EXCERPTED RECORDS ::
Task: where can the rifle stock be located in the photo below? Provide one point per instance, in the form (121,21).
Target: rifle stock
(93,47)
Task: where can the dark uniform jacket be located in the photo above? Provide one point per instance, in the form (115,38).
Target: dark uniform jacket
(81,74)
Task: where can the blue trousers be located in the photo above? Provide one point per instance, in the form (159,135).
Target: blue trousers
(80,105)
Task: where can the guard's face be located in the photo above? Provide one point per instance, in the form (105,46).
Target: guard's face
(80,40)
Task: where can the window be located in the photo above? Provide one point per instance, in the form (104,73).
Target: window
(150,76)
...
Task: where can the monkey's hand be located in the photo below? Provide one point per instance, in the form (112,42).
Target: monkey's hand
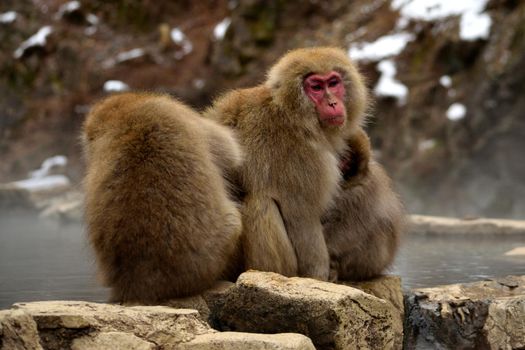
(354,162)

TASK GOAL :: Taking the lines of the listing one by one, count those that contain "above", and answer with the number only.

ANSWER TO THIS EXERCISE :: 4